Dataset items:
-------
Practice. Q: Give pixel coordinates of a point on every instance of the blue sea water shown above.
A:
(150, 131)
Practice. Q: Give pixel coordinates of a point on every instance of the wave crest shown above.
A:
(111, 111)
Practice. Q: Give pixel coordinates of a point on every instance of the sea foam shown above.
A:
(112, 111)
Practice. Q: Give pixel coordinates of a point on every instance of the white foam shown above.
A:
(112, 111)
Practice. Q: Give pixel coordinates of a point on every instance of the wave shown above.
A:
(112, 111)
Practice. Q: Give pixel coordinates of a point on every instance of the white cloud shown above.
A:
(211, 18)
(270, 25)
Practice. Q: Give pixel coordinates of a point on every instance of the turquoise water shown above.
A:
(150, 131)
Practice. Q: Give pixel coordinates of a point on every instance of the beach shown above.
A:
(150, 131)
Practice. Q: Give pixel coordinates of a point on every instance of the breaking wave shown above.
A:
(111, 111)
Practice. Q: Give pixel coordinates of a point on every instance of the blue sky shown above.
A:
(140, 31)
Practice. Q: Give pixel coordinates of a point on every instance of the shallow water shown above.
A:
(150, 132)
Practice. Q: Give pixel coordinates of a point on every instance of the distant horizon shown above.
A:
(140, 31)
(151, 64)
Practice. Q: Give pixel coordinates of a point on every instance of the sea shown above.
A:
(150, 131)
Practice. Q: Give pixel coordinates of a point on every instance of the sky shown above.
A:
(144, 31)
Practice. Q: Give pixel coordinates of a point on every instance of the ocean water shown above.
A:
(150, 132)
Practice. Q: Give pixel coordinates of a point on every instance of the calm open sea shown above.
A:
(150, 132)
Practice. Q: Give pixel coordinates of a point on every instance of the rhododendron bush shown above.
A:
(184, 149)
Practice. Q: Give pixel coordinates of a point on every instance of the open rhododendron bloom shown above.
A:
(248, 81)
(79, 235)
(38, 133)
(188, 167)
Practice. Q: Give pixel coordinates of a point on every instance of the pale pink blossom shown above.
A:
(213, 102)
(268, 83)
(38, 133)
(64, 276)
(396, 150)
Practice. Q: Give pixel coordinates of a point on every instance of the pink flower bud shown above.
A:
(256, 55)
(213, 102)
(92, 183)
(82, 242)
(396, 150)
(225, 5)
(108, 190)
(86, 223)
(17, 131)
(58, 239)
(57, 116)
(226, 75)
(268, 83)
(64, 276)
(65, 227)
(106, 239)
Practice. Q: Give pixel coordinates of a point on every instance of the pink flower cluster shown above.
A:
-------
→ The task:
Please print the data above again without any changes, starting at the line that contains "bud shown above." and ending at the last line of the data, with both of those lines included.

→ Written answer:
Practice. Q: Give pixel coordinates of a point on every instance of the pink flower bud shown above.
A:
(256, 55)
(213, 102)
(92, 183)
(82, 242)
(396, 150)
(225, 5)
(108, 190)
(86, 223)
(17, 131)
(58, 239)
(57, 116)
(226, 75)
(268, 83)
(64, 276)
(65, 227)
(106, 239)
Practice. Q: Give pixel coordinates of a point on every instance of the pink flower cluster shown above.
A:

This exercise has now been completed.